— ACTIONS TO TAKE —
1) Duplicate the part of the BSDESPOT description that opens with the words containing "An implementation of" and closes with "to the local.".
2) Answer these questions from the BSDESPOT description:
(a) Which method for selecting an action branch is the default?
(b) What bounds are passed to the solver in the example?
(c) Where should a reader look for some detailed parameters of DESPOT?
3) Decide whether each statement agrees with the BSDESPOT description, answering yes or no and quoting the words that settle it:
(a) The value-based method is the default.
(b) The example runs for at most 10 steps.
(c) Using the version in development requires first cloning the project locally.

— SOURCE EXTRACT —
——————

An implementation of the BSDESPOT (Better Selection DESPOT) online POMDP Solver. BSDESPOT is a variation of DESPOT. It provides action branch selection based on upper and lower bounds, and multi-observation branches selection.
Pkg> registry add git@github.com:JuliaPOMDP/Registry.git
Pkg> add https://github.com/LAMDA-POMDP/BSDESPOT.jl # If a mature version is needed
Pkg> dev PATH/TO/BSDESPOT # If a version in development is needed, please first clone the project to the local.
using POMDPs, POMDPModels, POMDPSimulators, BSDESPOT
pomdp = TigerPOMDP()
solver = BS_DESPOTSolver(bounds=IndependentBounds(-20.0, 0.0))
planner = solve(solver, pomdp)
for (s, a, o) in stepthrough(pomdp, planner, "s,a,o", max_steps=10)
println("State was $s,")
println("action $a was taken,")
println("and observation $o was received.\n")
end
For some detailed parameters of DESPOT, please refer to original ARDESPOT: https://github.com/JuliaPOMDP/ARDESPOT.jl.
BSDESPOT provides two methods for selecting action branch based on upper and lower bounds: value-based, ranking-based. The default is ranking-based method. Usage is as follows:
solver = BS_DESPOTSolver(..., impl=:rank, ...) # Ranking-based
solver = BS_DESPOTSolver(..., impl=:val, ...) # Value-based
solver = BS_DESPOTSolver(..., beta=0.1, ...) # How to adjust beta
# Define a function to adjust zeta dynamically. d is the ratio of the current depth to the maximum depth, k is the ratio of the number of current scenarios to K.

——————

— GIVEN INFORMATION —
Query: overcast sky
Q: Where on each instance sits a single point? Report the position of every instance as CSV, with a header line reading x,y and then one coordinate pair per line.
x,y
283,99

——————

— THE RESULTS —
1)
An implementation of the BSDESPOT (Better Selection DESPOT) online POMDP Solver. BSDESPOT is a variation of DESPOT. It provides action branch selection based on upper and lower bounds, and multi-observation branches selection.
Pkg> registry add git@github.com:JuliaPOMDP/Registry.git
Pkg> add https://github.com/LAMDA-POMDP/BSDESPOT.jl # If a mature version is needed
Pkg> dev PATH/TO/BSDESPOT # If a version in development is needed, please first clone the project to the local.

2)
(a) The ranking-based method.
(b) IndependentBounds(-20.0, 0.0).
(c) The original ARDESPOT, at https://github.com/JuliaPOMDP/ARDESPOT.jl.

3)
(a) No: "The default is ranking-based method."
(b) Yes: "max_steps=10"
(c) Yes: "please first clone the project to the local."